### Task requirements
[a] From the interview excerpt, quote the passage that begins at the words "Ratso Sloman: Back" and stops after the words "for John Cale?".
[b] In the interview excerpt, who met Ratso Sloman backstage after the show, and what was that person's role?

### Text excerpt
Ratso Sloman: Back in 1972 I got a call from my pal Michael Bloomfield, the great guitar slinger. He told me that he saw this cat Kinky Friedman and the Texas Jewboys play and that I had to see them when they came to New York. So I went to their gig at Max’s Kansas City. I was blown away by the great comic onstage banter between Kinky and his band and the incredible songs. Maybe halfway through I joined by kibitzing from the audience. When the show was over, I went backstage to meet Kinky, and I was met by his brother Roger, who was his road manager. “Hey, you were the guy shouting all that shit during the set,” he said to me. “You were the best heckler on the whole tour! Come back and meet Kinky.” And that was the beginning of a beautiful friendship.
PKM: How did you come to write songs for John Cale?

### Material shown
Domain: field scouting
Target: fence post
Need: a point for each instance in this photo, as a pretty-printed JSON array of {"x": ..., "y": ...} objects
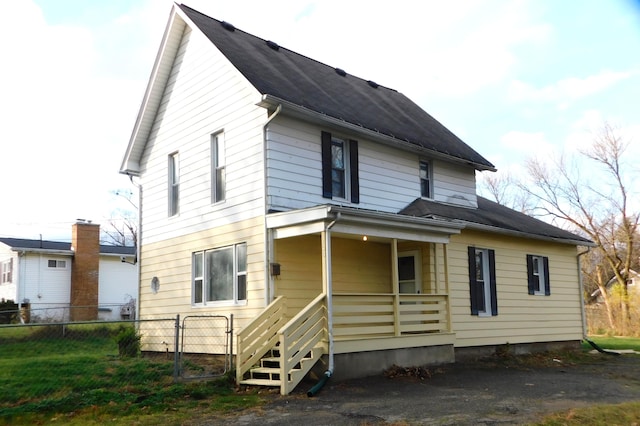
[
  {"x": 176, "y": 351},
  {"x": 230, "y": 342}
]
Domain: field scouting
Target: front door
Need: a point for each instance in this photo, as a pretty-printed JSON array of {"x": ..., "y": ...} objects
[{"x": 409, "y": 272}]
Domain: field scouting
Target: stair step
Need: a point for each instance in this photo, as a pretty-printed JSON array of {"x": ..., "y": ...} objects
[{"x": 260, "y": 382}]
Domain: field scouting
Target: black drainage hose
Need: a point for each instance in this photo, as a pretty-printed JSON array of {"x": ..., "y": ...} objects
[
  {"x": 316, "y": 388},
  {"x": 599, "y": 349}
]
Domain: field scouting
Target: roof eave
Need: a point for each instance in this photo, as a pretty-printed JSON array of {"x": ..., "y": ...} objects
[
  {"x": 510, "y": 232},
  {"x": 154, "y": 91},
  {"x": 270, "y": 101}
]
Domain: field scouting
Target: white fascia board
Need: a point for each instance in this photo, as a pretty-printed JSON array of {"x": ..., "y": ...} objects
[
  {"x": 43, "y": 251},
  {"x": 361, "y": 222},
  {"x": 155, "y": 88},
  {"x": 319, "y": 118}
]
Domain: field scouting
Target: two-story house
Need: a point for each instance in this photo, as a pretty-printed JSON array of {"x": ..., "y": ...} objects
[{"x": 332, "y": 216}]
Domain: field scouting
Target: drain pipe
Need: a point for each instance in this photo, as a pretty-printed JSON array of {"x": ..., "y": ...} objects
[
  {"x": 593, "y": 344},
  {"x": 268, "y": 240},
  {"x": 327, "y": 374}
]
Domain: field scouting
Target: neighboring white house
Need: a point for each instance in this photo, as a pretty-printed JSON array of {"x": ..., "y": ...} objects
[
  {"x": 40, "y": 276},
  {"x": 332, "y": 216}
]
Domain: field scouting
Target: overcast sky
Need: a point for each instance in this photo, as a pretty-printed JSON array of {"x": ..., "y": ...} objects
[{"x": 511, "y": 78}]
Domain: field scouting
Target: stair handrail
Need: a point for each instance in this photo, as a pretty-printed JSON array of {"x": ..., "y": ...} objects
[
  {"x": 259, "y": 336},
  {"x": 301, "y": 334}
]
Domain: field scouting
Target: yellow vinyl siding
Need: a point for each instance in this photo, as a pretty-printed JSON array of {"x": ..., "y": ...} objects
[
  {"x": 522, "y": 317},
  {"x": 300, "y": 279},
  {"x": 170, "y": 260},
  {"x": 361, "y": 267}
]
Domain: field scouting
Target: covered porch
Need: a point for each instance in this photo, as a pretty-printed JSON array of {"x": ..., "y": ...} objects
[{"x": 347, "y": 281}]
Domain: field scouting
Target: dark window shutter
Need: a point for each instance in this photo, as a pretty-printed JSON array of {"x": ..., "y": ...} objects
[
  {"x": 547, "y": 284},
  {"x": 353, "y": 168},
  {"x": 530, "y": 280},
  {"x": 473, "y": 286},
  {"x": 326, "y": 165},
  {"x": 492, "y": 279}
]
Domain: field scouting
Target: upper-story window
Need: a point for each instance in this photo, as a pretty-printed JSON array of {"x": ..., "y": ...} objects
[
  {"x": 174, "y": 184},
  {"x": 426, "y": 189},
  {"x": 6, "y": 271},
  {"x": 218, "y": 168},
  {"x": 340, "y": 176}
]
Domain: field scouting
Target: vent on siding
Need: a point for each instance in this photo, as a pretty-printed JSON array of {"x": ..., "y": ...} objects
[{"x": 227, "y": 26}]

### Solutions to the tasks
[a]
Ratso Sloman: Back in 1972 I got a call from my pal Michael Bloomfield, the great guitar slinger. He told me that he saw this cat Kinky Friedman and the Texas Jewboys play and that I had to see them when they came to New York. So I went to their gig at Max’s Kansas City. I was blown away by the great comic onstage banter between Kinky and his band and the incredible songs. Maybe halfway through I joined by kibitzing from the audience. When the show was over, I went backstage to meet Kinky, and I was met by his brother Roger, who was his road manager. “Hey, you were the guy shouting all that shit during the set,” he said to me. “You were the best heckler on the whole tour! Come back and meet Kinky.” And that was the beginning of a beautiful friendship.
PKM: How did you come to write songs for John Cale?

[b] Kinky's brother Roger, who was Kinky's road manager.